#### Recorded data:
____

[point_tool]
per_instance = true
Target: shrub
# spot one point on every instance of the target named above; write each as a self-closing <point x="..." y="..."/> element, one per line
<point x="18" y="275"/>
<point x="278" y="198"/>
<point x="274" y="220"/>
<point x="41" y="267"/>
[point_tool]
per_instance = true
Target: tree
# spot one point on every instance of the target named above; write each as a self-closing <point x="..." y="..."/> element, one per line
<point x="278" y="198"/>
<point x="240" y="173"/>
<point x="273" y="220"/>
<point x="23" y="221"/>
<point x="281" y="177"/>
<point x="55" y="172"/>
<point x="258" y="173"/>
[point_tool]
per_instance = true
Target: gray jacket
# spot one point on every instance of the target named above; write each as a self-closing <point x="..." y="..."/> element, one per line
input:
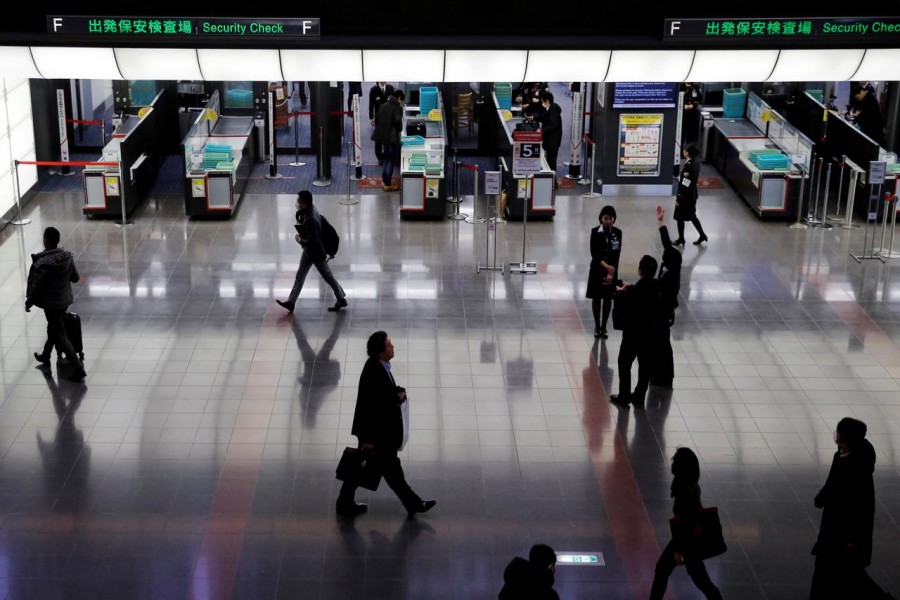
<point x="50" y="279"/>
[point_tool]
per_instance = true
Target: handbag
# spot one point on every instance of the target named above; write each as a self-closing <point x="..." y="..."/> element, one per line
<point x="360" y="467"/>
<point x="620" y="311"/>
<point x="701" y="532"/>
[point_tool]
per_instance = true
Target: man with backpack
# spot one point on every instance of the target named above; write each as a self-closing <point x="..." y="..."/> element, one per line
<point x="641" y="302"/>
<point x="50" y="282"/>
<point x="310" y="236"/>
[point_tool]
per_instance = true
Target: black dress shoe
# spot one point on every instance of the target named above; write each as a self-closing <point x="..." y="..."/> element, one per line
<point x="78" y="374"/>
<point x="338" y="305"/>
<point x="286" y="305"/>
<point x="423" y="506"/>
<point x="350" y="509"/>
<point x="618" y="400"/>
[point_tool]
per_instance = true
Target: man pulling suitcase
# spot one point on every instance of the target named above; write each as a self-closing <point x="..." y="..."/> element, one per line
<point x="50" y="282"/>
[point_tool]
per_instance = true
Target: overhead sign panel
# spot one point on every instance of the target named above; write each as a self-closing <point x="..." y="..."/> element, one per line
<point x="783" y="29"/>
<point x="184" y="27"/>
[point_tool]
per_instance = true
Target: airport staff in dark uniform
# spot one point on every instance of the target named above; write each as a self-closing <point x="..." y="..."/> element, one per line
<point x="638" y="334"/>
<point x="606" y="247"/>
<point x="551" y="129"/>
<point x="868" y="117"/>
<point x="686" y="198"/>
<point x="669" y="286"/>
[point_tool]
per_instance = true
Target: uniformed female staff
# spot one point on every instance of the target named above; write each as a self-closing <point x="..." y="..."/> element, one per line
<point x="686" y="198"/>
<point x="606" y="246"/>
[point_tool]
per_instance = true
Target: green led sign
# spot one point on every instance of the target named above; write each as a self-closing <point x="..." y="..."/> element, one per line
<point x="181" y="27"/>
<point x="737" y="29"/>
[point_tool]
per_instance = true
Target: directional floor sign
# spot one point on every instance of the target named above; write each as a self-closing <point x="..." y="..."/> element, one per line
<point x="581" y="559"/>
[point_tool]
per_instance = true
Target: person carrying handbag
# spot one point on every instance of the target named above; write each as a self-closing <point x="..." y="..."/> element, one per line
<point x="685" y="490"/>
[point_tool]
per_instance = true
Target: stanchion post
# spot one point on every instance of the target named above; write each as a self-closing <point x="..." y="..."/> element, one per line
<point x="821" y="223"/>
<point x="349" y="201"/>
<point x="800" y="224"/>
<point x="321" y="180"/>
<point x="273" y="157"/>
<point x="851" y="199"/>
<point x="837" y="216"/>
<point x="591" y="194"/>
<point x="456" y="216"/>
<point x="892" y="206"/>
<point x="475" y="218"/>
<point x="814" y="208"/>
<point x="125" y="220"/>
<point x="20" y="220"/>
<point x="297" y="162"/>
<point x="524" y="266"/>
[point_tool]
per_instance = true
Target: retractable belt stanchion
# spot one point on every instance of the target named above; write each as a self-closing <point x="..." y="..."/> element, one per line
<point x="838" y="216"/>
<point x="296" y="116"/>
<point x="869" y="251"/>
<point x="20" y="220"/>
<point x="322" y="180"/>
<point x="349" y="201"/>
<point x="499" y="208"/>
<point x="890" y="206"/>
<point x="590" y="173"/>
<point x="356" y="136"/>
<point x="125" y="220"/>
<point x="820" y="223"/>
<point x="889" y="251"/>
<point x="524" y="266"/>
<point x="489" y="224"/>
<point x="587" y="176"/>
<point x="851" y="199"/>
<point x="456" y="216"/>
<point x="273" y="154"/>
<point x="800" y="224"/>
<point x="814" y="208"/>
<point x="474" y="218"/>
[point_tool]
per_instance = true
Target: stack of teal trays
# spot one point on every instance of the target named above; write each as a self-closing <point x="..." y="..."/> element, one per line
<point x="768" y="158"/>
<point x="427" y="99"/>
<point x="733" y="100"/>
<point x="503" y="92"/>
<point x="214" y="155"/>
<point x="417" y="161"/>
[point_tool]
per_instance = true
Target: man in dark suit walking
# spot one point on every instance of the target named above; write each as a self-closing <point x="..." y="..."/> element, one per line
<point x="378" y="425"/>
<point x="378" y="95"/>
<point x="638" y="334"/>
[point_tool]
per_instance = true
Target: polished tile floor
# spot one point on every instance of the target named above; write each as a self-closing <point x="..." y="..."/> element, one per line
<point x="197" y="459"/>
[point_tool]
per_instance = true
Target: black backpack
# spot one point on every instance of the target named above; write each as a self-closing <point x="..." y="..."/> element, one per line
<point x="330" y="239"/>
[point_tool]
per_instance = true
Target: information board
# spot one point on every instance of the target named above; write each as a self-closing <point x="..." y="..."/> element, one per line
<point x="639" y="145"/>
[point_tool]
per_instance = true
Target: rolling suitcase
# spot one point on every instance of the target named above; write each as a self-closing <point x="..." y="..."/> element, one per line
<point x="73" y="332"/>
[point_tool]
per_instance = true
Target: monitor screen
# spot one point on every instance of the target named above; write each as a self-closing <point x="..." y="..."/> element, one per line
<point x="645" y="95"/>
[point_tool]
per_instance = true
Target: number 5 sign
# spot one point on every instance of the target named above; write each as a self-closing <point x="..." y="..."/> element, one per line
<point x="526" y="153"/>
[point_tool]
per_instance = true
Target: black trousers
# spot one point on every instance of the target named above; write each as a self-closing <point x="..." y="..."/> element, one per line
<point x="840" y="578"/>
<point x="633" y="347"/>
<point x="56" y="335"/>
<point x="551" y="154"/>
<point x="695" y="568"/>
<point x="393" y="475"/>
<point x="664" y="365"/>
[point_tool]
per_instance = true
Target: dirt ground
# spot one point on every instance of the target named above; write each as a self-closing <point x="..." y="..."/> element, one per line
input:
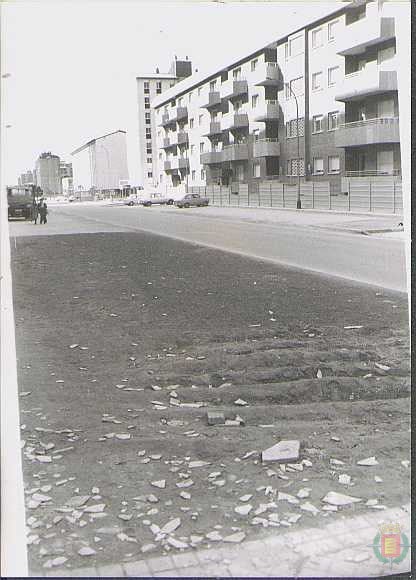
<point x="125" y="341"/>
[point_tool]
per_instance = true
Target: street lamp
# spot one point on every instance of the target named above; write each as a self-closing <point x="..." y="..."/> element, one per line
<point x="298" y="200"/>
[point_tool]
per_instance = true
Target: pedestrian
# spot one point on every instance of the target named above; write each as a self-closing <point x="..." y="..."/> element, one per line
<point x="35" y="212"/>
<point x="43" y="211"/>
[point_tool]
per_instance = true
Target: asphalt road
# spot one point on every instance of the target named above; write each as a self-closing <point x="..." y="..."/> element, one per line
<point x="125" y="340"/>
<point x="372" y="260"/>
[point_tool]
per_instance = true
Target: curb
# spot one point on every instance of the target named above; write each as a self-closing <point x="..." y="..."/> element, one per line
<point x="341" y="548"/>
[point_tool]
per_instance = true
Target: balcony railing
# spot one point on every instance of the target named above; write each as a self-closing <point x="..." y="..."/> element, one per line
<point x="369" y="132"/>
<point x="235" y="152"/>
<point x="373" y="29"/>
<point x="211" y="157"/>
<point x="269" y="111"/>
<point x="373" y="173"/>
<point x="266" y="148"/>
<point x="372" y="79"/>
<point x="214" y="99"/>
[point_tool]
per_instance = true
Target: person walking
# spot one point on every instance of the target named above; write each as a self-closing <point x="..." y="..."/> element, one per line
<point x="43" y="211"/>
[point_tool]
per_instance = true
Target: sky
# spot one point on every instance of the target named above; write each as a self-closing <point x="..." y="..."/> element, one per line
<point x="70" y="66"/>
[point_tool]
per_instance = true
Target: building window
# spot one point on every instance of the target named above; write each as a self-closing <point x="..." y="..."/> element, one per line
<point x="291" y="127"/>
<point x="296" y="46"/>
<point x="317" y="38"/>
<point x="294" y="166"/>
<point x="317" y="124"/>
<point x="237" y="74"/>
<point x="318" y="166"/>
<point x="317" y="81"/>
<point x="333" y="74"/>
<point x="334" y="164"/>
<point x="332" y="30"/>
<point x="256" y="169"/>
<point x="332" y="120"/>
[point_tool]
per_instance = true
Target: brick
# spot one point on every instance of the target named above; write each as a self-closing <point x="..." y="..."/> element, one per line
<point x="160" y="564"/>
<point x="114" y="570"/>
<point x="139" y="568"/>
<point x="185" y="560"/>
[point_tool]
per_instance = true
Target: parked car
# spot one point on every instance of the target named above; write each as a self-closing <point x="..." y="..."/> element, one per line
<point x="156" y="199"/>
<point x="192" y="200"/>
<point x="132" y="200"/>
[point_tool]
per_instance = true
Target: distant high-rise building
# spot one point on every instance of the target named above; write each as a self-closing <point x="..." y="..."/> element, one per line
<point x="107" y="157"/>
<point x="48" y="175"/>
<point x="148" y="87"/>
<point x="27" y="178"/>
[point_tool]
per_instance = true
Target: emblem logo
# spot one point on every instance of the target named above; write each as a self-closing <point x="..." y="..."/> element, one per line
<point x="390" y="545"/>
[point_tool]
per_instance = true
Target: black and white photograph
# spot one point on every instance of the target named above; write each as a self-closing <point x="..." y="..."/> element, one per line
<point x="205" y="224"/>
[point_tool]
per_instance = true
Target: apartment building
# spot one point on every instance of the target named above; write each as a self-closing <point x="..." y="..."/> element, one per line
<point x="321" y="103"/>
<point x="150" y="86"/>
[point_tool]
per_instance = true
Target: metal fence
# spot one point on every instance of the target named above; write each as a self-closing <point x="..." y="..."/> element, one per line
<point x="354" y="195"/>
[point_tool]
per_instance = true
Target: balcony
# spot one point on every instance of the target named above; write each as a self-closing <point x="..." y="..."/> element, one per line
<point x="235" y="121"/>
<point x="369" y="132"/>
<point x="268" y="111"/>
<point x="372" y="29"/>
<point x="235" y="152"/>
<point x="182" y="137"/>
<point x="370" y="80"/>
<point x="232" y="89"/>
<point x="179" y="163"/>
<point x="214" y="129"/>
<point x="266" y="148"/>
<point x="214" y="100"/>
<point x="211" y="157"/>
<point x="269" y="75"/>
<point x="167" y="120"/>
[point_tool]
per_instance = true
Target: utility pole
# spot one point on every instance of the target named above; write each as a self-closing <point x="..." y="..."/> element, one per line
<point x="298" y="200"/>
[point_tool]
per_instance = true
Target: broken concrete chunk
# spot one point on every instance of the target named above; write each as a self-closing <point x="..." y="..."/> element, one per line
<point x="368" y="462"/>
<point x="215" y="417"/>
<point x="340" y="499"/>
<point x="282" y="451"/>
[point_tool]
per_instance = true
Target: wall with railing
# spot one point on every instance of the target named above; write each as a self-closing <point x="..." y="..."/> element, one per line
<point x="355" y="195"/>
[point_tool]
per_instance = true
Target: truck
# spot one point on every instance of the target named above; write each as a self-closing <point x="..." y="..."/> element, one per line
<point x="20" y="201"/>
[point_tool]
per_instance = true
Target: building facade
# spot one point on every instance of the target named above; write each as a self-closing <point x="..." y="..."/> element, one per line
<point x="149" y="86"/>
<point x="107" y="162"/>
<point x="321" y="102"/>
<point x="48" y="175"/>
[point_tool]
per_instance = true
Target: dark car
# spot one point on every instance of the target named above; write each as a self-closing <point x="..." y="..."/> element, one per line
<point x="156" y="199"/>
<point x="192" y="200"/>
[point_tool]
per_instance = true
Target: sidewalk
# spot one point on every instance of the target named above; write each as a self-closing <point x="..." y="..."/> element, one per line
<point x="342" y="548"/>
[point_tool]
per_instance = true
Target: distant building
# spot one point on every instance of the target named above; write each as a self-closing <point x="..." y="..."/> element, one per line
<point x="150" y="86"/>
<point x="107" y="162"/>
<point x="27" y="178"/>
<point x="48" y="174"/>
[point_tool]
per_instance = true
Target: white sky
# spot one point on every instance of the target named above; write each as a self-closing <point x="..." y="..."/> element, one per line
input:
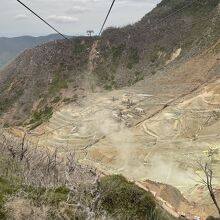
<point x="71" y="17"/>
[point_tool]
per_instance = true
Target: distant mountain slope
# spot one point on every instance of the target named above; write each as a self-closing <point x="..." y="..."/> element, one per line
<point x="11" y="47"/>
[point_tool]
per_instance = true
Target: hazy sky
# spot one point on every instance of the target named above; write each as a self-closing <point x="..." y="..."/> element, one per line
<point x="70" y="17"/>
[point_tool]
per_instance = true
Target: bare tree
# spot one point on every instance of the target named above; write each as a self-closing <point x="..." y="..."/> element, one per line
<point x="207" y="180"/>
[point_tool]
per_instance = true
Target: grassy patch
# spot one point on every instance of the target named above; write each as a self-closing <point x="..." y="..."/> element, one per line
<point x="5" y="190"/>
<point x="42" y="195"/>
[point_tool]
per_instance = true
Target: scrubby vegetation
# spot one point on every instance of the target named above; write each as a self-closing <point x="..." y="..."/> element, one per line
<point x="64" y="189"/>
<point x="58" y="83"/>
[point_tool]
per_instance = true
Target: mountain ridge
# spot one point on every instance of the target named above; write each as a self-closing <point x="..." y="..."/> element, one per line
<point x="12" y="46"/>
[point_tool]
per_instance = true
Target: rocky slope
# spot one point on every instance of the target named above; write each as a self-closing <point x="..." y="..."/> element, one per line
<point x="11" y="47"/>
<point x="161" y="115"/>
<point x="121" y="57"/>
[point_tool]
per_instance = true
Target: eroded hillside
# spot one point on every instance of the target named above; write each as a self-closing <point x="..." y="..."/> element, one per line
<point x="142" y="101"/>
<point x="42" y="77"/>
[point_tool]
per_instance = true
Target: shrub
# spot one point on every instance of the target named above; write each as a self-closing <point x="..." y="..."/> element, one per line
<point x="122" y="198"/>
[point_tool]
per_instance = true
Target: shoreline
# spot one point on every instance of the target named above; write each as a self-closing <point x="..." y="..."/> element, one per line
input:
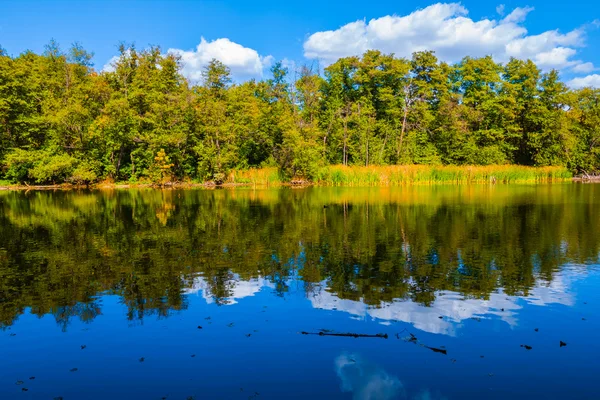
<point x="350" y="176"/>
<point x="120" y="186"/>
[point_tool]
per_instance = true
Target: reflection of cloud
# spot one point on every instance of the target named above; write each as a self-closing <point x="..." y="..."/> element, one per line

____

#### Exercise objective:
Count the lines in the items above that contain the string "suitcase", and give only that number.

#### Reply to the task:
2